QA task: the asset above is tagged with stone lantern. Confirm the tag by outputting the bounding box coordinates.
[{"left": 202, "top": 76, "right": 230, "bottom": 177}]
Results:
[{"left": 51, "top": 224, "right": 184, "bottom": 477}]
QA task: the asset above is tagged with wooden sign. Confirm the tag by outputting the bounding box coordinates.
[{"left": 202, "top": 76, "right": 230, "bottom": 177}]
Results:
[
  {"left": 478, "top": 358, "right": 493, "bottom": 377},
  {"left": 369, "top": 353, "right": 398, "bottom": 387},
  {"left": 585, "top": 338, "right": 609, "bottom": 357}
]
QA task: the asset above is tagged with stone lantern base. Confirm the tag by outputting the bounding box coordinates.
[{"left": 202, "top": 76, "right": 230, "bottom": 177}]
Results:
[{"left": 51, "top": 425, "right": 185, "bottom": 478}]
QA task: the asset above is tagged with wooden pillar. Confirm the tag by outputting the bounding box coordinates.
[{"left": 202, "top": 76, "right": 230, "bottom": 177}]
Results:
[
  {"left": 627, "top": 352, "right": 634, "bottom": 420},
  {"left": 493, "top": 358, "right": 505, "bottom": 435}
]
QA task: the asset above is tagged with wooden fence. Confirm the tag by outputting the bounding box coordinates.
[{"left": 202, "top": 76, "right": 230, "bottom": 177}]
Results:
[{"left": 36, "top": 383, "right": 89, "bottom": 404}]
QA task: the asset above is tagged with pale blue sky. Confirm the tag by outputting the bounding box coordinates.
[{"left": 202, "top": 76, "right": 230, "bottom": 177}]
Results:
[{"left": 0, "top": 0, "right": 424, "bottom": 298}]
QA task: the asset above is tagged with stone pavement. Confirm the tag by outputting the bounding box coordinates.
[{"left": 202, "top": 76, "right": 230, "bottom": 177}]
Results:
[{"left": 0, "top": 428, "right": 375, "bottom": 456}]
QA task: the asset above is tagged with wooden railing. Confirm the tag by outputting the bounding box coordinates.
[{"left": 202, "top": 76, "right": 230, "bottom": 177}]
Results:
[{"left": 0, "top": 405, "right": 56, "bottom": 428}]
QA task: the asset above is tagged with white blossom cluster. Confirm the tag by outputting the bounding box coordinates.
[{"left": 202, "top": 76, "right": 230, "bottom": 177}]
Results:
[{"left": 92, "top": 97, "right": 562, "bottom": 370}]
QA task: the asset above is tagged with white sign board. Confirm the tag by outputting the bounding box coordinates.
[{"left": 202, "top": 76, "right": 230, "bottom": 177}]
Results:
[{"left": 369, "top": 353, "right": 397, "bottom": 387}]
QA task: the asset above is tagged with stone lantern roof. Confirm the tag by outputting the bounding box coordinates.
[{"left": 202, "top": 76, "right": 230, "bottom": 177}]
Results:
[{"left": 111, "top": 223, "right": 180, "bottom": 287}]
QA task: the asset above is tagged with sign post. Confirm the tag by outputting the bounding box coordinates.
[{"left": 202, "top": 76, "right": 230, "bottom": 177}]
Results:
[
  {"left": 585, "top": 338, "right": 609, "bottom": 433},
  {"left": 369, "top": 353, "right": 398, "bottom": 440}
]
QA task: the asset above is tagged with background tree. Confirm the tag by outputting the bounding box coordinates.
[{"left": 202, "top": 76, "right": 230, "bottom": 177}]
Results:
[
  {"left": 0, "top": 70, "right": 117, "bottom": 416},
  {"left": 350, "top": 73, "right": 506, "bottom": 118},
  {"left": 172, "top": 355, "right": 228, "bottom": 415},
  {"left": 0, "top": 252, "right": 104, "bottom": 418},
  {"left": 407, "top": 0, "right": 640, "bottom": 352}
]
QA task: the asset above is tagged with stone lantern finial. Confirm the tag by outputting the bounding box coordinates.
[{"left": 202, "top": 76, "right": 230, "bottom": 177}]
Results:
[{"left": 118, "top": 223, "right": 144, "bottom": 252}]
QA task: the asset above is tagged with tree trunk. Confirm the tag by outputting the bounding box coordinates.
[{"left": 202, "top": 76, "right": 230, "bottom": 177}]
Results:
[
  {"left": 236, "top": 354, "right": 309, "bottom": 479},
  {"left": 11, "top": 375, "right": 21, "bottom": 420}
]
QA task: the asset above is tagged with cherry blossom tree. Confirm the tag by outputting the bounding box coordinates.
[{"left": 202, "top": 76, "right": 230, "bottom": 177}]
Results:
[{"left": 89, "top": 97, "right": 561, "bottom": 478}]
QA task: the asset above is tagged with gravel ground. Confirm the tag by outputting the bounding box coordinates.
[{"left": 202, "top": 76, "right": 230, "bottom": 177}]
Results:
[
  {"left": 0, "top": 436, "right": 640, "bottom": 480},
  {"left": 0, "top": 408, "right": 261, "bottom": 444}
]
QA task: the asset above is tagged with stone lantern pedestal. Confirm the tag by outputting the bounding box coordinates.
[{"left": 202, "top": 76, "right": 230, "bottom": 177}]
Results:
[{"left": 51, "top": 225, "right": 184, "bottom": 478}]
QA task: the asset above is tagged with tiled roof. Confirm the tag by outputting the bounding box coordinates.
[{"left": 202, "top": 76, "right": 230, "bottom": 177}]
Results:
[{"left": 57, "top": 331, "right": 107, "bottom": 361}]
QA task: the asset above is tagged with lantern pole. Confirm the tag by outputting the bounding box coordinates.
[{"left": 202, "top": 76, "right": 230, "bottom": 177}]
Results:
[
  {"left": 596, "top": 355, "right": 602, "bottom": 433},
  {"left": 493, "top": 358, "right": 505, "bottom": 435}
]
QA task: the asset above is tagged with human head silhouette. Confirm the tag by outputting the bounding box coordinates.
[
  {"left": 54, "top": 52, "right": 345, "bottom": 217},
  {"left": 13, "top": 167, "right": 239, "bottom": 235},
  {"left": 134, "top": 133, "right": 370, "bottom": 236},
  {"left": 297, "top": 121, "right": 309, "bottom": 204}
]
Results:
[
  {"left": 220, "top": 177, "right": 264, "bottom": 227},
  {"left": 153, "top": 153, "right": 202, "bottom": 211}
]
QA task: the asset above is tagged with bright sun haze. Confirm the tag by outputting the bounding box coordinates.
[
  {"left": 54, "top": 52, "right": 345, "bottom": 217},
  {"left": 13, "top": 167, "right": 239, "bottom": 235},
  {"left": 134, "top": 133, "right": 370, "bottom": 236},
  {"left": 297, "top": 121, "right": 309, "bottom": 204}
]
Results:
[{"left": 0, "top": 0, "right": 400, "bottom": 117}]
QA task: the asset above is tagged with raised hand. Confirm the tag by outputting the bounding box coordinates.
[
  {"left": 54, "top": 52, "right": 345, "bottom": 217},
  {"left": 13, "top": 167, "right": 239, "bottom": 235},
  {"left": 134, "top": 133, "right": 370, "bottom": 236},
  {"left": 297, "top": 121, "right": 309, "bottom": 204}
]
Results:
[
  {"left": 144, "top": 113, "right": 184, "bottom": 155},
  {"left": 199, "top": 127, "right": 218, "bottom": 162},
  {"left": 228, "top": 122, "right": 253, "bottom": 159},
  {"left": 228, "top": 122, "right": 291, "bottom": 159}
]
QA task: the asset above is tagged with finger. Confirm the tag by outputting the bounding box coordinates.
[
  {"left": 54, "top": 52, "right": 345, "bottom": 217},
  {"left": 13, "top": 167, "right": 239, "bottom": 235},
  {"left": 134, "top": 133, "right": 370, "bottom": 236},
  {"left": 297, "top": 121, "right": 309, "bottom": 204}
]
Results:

______

◆ **Required task**
All of the entries above need to be reproduced exactly.

◆ **Written response**
QA task: the asset above is tagged with stone lantern. Confirm the tag by outputting the bounding box coordinates.
[{"left": 202, "top": 76, "right": 230, "bottom": 177}]
Results:
[{"left": 51, "top": 224, "right": 184, "bottom": 477}]
QA task: the asset above is tagged with wooden sign. Confirm the tag by outputting the bounding box coordinates.
[{"left": 202, "top": 76, "right": 230, "bottom": 177}]
Results:
[
  {"left": 478, "top": 358, "right": 493, "bottom": 377},
  {"left": 369, "top": 353, "right": 398, "bottom": 387},
  {"left": 585, "top": 338, "right": 609, "bottom": 357}
]
QA task: the asset above is tagged with stone lantern base. Confirm the tag by outputting the bounding box coordinates.
[{"left": 202, "top": 76, "right": 230, "bottom": 177}]
Results:
[{"left": 51, "top": 425, "right": 185, "bottom": 478}]
QA task: the asset above is tagged with wooden pillar. Confirm the tag by outputting the bounding box coordinates.
[{"left": 202, "top": 76, "right": 230, "bottom": 177}]
Results:
[
  {"left": 627, "top": 352, "right": 634, "bottom": 420},
  {"left": 493, "top": 358, "right": 505, "bottom": 435}
]
QA task: the asset above is tagged with wooden fence. Confirm the tag by outputting the bounding box coordinates.
[{"left": 202, "top": 76, "right": 230, "bottom": 177}]
Results:
[{"left": 36, "top": 383, "right": 89, "bottom": 404}]
QA task: the asset above is tagged with pale blue sky. Confirm the tag by outputting the bounding box coordinates.
[{"left": 202, "top": 76, "right": 230, "bottom": 177}]
Results:
[{"left": 0, "top": 0, "right": 424, "bottom": 298}]
QA task: the asset above is tagged with stone pavement. Confirm the tag by outputting the bounding box coordinates.
[{"left": 202, "top": 76, "right": 230, "bottom": 177}]
Results:
[{"left": 0, "top": 428, "right": 375, "bottom": 456}]
QA task: the asset above is tagged with wooden railing. Confirm the tag by outputting the bounding box coordinates.
[{"left": 202, "top": 76, "right": 230, "bottom": 177}]
Results:
[{"left": 0, "top": 405, "right": 56, "bottom": 428}]
QA task: the asset above is tagged with white blossom cluster. Confirm the tag by outputting the bounding box coordinates.
[{"left": 202, "top": 76, "right": 230, "bottom": 177}]
Results:
[{"left": 92, "top": 97, "right": 562, "bottom": 370}]
QA task: the asset above is tagged with white sign board. Confirm the tag by outputting the bounding box coordinates.
[{"left": 202, "top": 76, "right": 230, "bottom": 177}]
Results:
[{"left": 369, "top": 353, "right": 397, "bottom": 387}]
QA task: the asset above is tagged with stone lantern roof. Confirm the tag by outputting the bounding box coordinates.
[{"left": 202, "top": 76, "right": 230, "bottom": 177}]
Results:
[{"left": 111, "top": 223, "right": 180, "bottom": 287}]
QA task: the asset above is tagged with sign post. Confirm the tag by outputting the bounding box coordinates.
[{"left": 202, "top": 76, "right": 230, "bottom": 177}]
Results:
[
  {"left": 585, "top": 338, "right": 609, "bottom": 433},
  {"left": 369, "top": 353, "right": 398, "bottom": 440}
]
QA task: the asset above is tagged with background tree. Confirm the tag by outputting the bounding box coordinates.
[{"left": 202, "top": 76, "right": 230, "bottom": 177}]
Results:
[
  {"left": 0, "top": 70, "right": 117, "bottom": 416},
  {"left": 350, "top": 73, "right": 506, "bottom": 118},
  {"left": 172, "top": 355, "right": 228, "bottom": 415},
  {"left": 0, "top": 252, "right": 104, "bottom": 418},
  {"left": 407, "top": 0, "right": 640, "bottom": 352}
]
QA task: the asset above is tagged with stone lantern finial. Confirm the tag by outputting the bounding box coordinates.
[{"left": 202, "top": 76, "right": 230, "bottom": 177}]
Results:
[{"left": 118, "top": 223, "right": 144, "bottom": 252}]
QA task: the asset above is tagged with tree trunk. Confirm the tag by outputting the bounding box coordinates.
[{"left": 202, "top": 76, "right": 230, "bottom": 177}]
Results:
[
  {"left": 236, "top": 354, "right": 309, "bottom": 479},
  {"left": 11, "top": 375, "right": 21, "bottom": 420}
]
QA task: the asset above is tagged with cherry blossom tree. Confirm the tag by outputting the bounding box coordinates.
[{"left": 202, "top": 76, "right": 230, "bottom": 177}]
Results:
[{"left": 89, "top": 97, "right": 561, "bottom": 478}]
QA task: the asset above is tagged with gravel ground. Confirm the tag by outputting the bounding box coordinates.
[{"left": 202, "top": 76, "right": 230, "bottom": 177}]
Results:
[
  {"left": 0, "top": 436, "right": 640, "bottom": 480},
  {"left": 0, "top": 408, "right": 261, "bottom": 444}
]
QA task: the asset above is tagged with stone lantern pedestal. Confirm the tag by outputting the bounding box coordinates.
[{"left": 202, "top": 76, "right": 230, "bottom": 177}]
Results:
[{"left": 51, "top": 225, "right": 184, "bottom": 478}]
QA task: the asset above is tagged with tiled roof. Confirm the tag by outputting the bounding box coordinates.
[{"left": 202, "top": 76, "right": 230, "bottom": 177}]
Results:
[{"left": 57, "top": 331, "right": 107, "bottom": 361}]
QA task: the asset above is tagged with lantern pole. Confirm the tag by outputting the bounding box coordinates.
[{"left": 202, "top": 76, "right": 230, "bottom": 177}]
Results:
[
  {"left": 596, "top": 355, "right": 602, "bottom": 433},
  {"left": 493, "top": 358, "right": 505, "bottom": 435}
]
QA task: the asset above is tagged with human head silhouette. Confirm the tag by outputting the bounding box coordinates.
[
  {"left": 54, "top": 52, "right": 345, "bottom": 217},
  {"left": 13, "top": 167, "right": 239, "bottom": 235},
  {"left": 134, "top": 133, "right": 370, "bottom": 236},
  {"left": 297, "top": 121, "right": 309, "bottom": 204}
]
Results:
[
  {"left": 220, "top": 177, "right": 264, "bottom": 227},
  {"left": 153, "top": 153, "right": 202, "bottom": 211}
]
QA task: the asset above is tagged with bright sun haze. Confirm the tag by outputting the bounding box coordinates.
[
  {"left": 54, "top": 52, "right": 345, "bottom": 217},
  {"left": 13, "top": 167, "right": 239, "bottom": 235},
  {"left": 134, "top": 133, "right": 370, "bottom": 236},
  {"left": 297, "top": 121, "right": 309, "bottom": 204}
]
Results:
[{"left": 0, "top": 0, "right": 400, "bottom": 117}]
QA task: the asset above is tagged with raised hand. Confirm the tag by outputting the bounding box coordinates.
[
  {"left": 54, "top": 52, "right": 345, "bottom": 217},
  {"left": 13, "top": 167, "right": 239, "bottom": 235},
  {"left": 134, "top": 133, "right": 370, "bottom": 236},
  {"left": 297, "top": 121, "right": 309, "bottom": 204}
]
Results:
[
  {"left": 144, "top": 113, "right": 184, "bottom": 155},
  {"left": 199, "top": 127, "right": 218, "bottom": 162},
  {"left": 228, "top": 122, "right": 253, "bottom": 159},
  {"left": 228, "top": 122, "right": 291, "bottom": 159}
]
QA task: the asset above is tagged with finger. Confirm the tag by outputting the bounding box coordinates.
[
  {"left": 54, "top": 52, "right": 345, "bottom": 217},
  {"left": 13, "top": 167, "right": 239, "bottom": 235},
  {"left": 134, "top": 133, "right": 370, "bottom": 236},
  {"left": 297, "top": 121, "right": 309, "bottom": 204}
]
Results:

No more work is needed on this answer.